- **Your assignment**: Write out the stretch of lines below that begins at the line with "pixel 574 296." and ends at the line with "pixel 1014 145.", including both, exactly as given and nothing more.
(Records shown Opens)
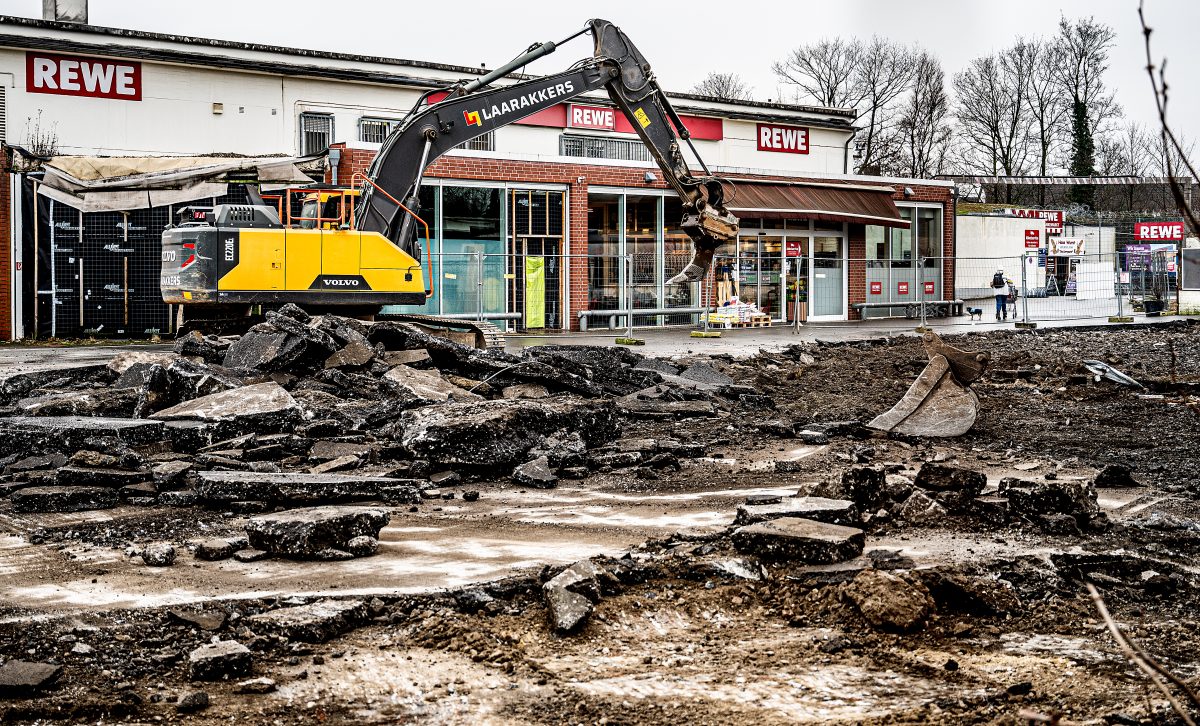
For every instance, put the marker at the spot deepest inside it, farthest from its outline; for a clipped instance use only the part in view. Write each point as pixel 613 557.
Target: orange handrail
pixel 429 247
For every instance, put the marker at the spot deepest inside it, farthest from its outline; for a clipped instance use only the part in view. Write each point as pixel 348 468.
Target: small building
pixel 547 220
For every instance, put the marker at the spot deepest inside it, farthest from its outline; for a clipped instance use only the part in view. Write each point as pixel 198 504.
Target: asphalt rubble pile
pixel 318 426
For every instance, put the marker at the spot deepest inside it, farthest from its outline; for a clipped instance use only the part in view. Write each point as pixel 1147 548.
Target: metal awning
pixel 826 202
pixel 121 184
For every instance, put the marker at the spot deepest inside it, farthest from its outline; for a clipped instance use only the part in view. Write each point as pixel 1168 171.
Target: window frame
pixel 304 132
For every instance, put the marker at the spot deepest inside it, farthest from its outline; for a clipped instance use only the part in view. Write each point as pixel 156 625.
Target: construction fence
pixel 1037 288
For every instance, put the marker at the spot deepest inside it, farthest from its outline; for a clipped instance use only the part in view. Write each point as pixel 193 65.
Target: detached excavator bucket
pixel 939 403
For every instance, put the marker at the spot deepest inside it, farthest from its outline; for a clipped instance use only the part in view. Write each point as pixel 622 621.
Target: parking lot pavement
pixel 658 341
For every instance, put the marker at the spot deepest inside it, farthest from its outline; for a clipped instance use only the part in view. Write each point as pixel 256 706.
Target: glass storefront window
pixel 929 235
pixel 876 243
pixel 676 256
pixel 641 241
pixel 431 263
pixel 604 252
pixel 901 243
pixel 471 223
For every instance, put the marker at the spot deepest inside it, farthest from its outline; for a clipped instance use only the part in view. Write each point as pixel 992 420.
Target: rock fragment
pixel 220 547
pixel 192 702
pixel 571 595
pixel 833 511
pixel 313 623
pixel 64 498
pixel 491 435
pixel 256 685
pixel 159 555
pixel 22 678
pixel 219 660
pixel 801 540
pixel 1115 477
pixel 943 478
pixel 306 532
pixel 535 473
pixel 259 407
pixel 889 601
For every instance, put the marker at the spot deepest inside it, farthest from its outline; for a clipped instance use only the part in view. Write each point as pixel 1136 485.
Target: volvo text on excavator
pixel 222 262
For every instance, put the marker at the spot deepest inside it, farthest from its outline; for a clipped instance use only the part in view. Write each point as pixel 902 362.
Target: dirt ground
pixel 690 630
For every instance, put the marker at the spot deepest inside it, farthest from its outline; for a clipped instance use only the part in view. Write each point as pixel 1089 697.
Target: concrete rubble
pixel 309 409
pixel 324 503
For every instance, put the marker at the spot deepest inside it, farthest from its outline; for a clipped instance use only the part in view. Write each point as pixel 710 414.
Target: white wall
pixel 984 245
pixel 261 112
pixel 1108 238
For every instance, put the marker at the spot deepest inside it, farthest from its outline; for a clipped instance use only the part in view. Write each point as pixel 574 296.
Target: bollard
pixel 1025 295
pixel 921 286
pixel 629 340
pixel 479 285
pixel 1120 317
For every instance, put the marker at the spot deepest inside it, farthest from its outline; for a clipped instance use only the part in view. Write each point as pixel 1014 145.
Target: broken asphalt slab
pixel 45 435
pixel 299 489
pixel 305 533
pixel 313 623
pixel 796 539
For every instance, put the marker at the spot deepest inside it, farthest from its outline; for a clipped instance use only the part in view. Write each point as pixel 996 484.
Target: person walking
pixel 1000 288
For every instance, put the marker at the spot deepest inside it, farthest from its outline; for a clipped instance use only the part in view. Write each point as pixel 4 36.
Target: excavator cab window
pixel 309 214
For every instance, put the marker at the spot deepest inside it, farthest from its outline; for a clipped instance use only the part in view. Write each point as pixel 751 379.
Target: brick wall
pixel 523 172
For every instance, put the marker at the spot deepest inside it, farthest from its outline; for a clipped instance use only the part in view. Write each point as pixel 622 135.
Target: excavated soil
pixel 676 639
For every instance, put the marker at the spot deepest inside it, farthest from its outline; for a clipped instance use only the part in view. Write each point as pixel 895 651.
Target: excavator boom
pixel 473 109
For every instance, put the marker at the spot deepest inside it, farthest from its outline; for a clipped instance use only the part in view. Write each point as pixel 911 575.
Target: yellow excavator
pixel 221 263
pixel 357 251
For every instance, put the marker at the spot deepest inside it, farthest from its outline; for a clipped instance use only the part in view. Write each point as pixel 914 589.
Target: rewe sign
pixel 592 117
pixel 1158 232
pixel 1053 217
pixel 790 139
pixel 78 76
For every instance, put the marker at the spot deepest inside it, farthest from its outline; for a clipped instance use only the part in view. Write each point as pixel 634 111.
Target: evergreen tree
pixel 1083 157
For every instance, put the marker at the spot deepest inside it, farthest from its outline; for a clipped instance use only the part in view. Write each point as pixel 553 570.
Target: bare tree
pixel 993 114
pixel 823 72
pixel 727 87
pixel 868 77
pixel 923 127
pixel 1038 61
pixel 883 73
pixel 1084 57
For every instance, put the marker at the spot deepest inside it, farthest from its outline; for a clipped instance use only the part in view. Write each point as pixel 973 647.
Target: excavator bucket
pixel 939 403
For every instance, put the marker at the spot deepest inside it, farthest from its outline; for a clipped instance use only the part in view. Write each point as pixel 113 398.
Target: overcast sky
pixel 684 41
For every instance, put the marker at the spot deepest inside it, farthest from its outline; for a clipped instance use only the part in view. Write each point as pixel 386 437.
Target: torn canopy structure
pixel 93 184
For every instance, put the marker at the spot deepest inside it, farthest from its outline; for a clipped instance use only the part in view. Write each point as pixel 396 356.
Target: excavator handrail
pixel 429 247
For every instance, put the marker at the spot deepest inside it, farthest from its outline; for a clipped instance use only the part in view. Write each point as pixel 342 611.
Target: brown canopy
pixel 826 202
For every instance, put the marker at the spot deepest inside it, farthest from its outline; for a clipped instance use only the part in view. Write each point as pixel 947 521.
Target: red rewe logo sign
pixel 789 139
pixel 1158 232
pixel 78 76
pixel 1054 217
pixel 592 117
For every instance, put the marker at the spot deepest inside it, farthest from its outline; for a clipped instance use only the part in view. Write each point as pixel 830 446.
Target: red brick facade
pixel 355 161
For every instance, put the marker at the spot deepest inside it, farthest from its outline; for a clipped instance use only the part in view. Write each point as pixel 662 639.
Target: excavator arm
(Records shown Closes)
- **Solution to the problem**:
For every instance, put the marker at the spot deepest inside it, farthest from its outline; for a clipped instance use only the part in view. Write each point as pixel 574 296.
Target: bollard
pixel 1025 295
pixel 921 286
pixel 629 340
pixel 479 285
pixel 1120 317
For every instance, put the marker at the spot deepest inside it, farthest from its outline; for a clipped instance use only the part in view. Write each point as pixel 1014 145.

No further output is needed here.